What the task asks:
Report how many lines of the material below contain the string "positive". Give only the number.

Dataset excerpts:
——————————

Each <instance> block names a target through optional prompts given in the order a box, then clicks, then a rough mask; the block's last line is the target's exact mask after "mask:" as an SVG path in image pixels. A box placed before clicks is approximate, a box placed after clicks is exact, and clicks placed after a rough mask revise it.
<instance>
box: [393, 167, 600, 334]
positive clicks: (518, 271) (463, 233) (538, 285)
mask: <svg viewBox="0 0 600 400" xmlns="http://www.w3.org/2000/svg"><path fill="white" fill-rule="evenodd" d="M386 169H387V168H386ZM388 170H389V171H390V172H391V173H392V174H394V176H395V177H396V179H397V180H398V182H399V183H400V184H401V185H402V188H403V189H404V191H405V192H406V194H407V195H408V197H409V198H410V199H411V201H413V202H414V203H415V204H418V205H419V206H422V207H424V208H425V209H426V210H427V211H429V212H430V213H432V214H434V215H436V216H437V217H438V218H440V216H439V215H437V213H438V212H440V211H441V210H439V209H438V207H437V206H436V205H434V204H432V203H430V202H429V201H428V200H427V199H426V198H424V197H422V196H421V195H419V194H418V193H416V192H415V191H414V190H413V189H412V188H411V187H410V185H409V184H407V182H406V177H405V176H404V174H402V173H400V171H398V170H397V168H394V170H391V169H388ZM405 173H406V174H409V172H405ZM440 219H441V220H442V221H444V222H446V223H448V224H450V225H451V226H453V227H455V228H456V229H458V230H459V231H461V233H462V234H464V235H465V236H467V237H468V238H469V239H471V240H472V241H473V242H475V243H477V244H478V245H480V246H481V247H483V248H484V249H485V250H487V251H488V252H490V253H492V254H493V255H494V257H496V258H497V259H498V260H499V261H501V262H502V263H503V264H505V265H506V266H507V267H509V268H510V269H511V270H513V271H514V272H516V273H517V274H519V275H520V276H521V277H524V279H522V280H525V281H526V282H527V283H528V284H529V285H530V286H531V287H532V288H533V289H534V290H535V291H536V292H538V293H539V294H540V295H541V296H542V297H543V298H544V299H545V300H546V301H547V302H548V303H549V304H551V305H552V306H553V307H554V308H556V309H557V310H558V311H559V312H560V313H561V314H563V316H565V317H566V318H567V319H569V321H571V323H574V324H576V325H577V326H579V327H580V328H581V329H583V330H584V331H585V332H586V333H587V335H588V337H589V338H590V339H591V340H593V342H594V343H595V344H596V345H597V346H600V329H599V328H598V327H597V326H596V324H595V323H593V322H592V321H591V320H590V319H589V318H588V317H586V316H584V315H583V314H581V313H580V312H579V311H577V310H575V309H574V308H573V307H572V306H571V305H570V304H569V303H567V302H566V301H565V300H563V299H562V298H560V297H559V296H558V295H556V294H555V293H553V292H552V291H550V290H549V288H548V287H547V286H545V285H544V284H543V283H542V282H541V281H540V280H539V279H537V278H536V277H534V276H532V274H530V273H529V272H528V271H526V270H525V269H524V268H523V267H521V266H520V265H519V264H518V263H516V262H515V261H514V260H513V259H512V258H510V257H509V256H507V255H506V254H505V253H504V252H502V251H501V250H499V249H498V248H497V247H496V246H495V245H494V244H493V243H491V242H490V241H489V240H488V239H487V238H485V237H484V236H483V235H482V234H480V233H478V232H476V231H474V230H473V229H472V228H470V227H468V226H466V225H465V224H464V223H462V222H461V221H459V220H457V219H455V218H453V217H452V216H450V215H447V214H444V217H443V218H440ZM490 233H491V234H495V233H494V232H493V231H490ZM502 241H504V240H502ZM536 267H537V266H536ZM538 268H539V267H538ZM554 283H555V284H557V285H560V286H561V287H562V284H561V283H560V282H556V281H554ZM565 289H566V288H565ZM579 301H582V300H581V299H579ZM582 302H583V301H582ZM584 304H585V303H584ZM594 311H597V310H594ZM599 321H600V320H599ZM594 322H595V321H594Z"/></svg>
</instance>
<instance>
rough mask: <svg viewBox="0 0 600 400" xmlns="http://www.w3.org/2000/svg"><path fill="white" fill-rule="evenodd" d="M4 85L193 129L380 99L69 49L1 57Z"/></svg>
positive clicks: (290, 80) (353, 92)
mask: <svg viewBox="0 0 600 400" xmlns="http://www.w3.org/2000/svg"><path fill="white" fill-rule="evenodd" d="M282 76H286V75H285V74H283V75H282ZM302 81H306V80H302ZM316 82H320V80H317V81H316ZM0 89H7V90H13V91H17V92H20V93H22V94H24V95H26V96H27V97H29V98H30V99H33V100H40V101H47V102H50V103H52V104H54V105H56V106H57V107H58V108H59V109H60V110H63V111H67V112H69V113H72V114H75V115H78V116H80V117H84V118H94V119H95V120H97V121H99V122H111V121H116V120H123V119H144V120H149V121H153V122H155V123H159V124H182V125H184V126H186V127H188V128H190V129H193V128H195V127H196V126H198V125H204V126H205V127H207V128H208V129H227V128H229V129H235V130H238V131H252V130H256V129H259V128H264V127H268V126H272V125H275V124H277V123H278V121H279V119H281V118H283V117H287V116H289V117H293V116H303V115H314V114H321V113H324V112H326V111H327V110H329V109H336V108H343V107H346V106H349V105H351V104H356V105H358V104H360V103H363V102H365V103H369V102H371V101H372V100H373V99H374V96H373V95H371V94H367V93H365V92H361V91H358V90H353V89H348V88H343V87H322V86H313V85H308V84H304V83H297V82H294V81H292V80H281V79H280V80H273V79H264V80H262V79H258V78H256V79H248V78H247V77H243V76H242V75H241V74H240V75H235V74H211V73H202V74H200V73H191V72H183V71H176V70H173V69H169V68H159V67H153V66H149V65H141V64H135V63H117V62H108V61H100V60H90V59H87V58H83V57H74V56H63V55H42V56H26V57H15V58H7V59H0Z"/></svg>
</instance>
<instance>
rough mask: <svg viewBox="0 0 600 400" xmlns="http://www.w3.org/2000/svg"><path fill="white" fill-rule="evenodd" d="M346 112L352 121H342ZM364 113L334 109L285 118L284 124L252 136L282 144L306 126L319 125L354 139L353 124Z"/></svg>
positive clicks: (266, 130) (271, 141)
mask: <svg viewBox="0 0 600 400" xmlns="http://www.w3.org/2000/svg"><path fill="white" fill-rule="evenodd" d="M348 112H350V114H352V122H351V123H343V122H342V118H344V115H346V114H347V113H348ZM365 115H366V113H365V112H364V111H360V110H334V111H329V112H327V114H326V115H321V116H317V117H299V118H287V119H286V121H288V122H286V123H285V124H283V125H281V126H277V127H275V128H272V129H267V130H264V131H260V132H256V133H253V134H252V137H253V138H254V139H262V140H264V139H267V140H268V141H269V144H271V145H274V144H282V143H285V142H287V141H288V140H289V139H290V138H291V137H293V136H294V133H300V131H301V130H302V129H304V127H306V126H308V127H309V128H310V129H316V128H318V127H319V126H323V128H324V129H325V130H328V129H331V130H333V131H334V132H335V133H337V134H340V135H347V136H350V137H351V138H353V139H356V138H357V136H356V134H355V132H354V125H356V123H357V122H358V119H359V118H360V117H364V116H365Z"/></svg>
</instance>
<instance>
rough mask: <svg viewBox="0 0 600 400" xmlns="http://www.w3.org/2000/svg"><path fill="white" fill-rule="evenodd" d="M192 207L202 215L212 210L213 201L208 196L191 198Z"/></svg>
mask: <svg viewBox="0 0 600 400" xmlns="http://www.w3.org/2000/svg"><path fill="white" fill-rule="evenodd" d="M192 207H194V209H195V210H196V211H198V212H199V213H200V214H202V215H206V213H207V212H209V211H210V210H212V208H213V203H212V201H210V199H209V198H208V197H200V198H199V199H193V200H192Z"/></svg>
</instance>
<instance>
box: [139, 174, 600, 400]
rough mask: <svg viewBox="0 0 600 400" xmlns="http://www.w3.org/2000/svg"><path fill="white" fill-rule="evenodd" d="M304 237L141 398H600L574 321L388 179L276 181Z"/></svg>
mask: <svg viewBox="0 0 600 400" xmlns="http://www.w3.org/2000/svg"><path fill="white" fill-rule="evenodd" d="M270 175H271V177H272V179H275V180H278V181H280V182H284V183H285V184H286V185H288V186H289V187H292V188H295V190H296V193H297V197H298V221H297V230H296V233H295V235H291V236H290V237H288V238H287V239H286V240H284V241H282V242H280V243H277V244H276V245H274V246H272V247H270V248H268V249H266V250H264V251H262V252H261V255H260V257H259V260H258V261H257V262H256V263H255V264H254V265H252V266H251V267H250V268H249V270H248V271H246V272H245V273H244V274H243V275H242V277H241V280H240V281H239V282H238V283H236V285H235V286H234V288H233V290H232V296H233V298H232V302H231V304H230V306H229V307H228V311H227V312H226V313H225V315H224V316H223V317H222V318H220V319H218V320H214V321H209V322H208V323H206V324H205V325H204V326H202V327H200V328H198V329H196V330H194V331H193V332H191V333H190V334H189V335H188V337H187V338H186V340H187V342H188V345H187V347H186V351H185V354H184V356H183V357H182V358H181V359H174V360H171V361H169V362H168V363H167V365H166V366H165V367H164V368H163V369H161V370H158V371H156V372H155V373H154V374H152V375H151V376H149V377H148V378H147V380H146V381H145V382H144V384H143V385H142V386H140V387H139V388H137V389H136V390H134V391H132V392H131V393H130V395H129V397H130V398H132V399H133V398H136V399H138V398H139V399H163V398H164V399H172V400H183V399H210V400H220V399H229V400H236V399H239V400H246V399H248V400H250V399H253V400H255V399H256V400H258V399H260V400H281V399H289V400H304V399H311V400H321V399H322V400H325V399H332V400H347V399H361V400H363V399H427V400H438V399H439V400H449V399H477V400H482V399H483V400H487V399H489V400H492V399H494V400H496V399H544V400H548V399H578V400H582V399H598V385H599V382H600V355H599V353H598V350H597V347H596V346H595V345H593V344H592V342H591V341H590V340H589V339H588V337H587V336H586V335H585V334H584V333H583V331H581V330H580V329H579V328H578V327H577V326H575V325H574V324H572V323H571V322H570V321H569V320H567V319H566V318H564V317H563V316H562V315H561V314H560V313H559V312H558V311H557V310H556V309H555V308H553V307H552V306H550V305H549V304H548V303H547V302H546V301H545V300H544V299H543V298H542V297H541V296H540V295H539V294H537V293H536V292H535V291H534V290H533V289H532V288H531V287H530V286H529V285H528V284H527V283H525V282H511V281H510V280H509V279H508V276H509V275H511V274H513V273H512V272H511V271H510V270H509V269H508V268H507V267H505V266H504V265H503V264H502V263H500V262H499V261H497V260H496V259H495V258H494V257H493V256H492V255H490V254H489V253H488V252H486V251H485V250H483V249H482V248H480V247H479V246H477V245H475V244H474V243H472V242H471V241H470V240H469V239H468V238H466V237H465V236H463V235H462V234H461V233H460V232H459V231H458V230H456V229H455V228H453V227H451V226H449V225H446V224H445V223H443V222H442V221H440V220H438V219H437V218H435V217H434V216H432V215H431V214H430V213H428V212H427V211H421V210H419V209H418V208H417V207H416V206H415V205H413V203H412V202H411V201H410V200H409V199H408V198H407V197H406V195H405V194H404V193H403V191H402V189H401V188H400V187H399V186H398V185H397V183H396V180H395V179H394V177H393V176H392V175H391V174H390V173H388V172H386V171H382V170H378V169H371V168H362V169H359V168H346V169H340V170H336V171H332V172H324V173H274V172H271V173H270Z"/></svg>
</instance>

——————————

Exercise output:
3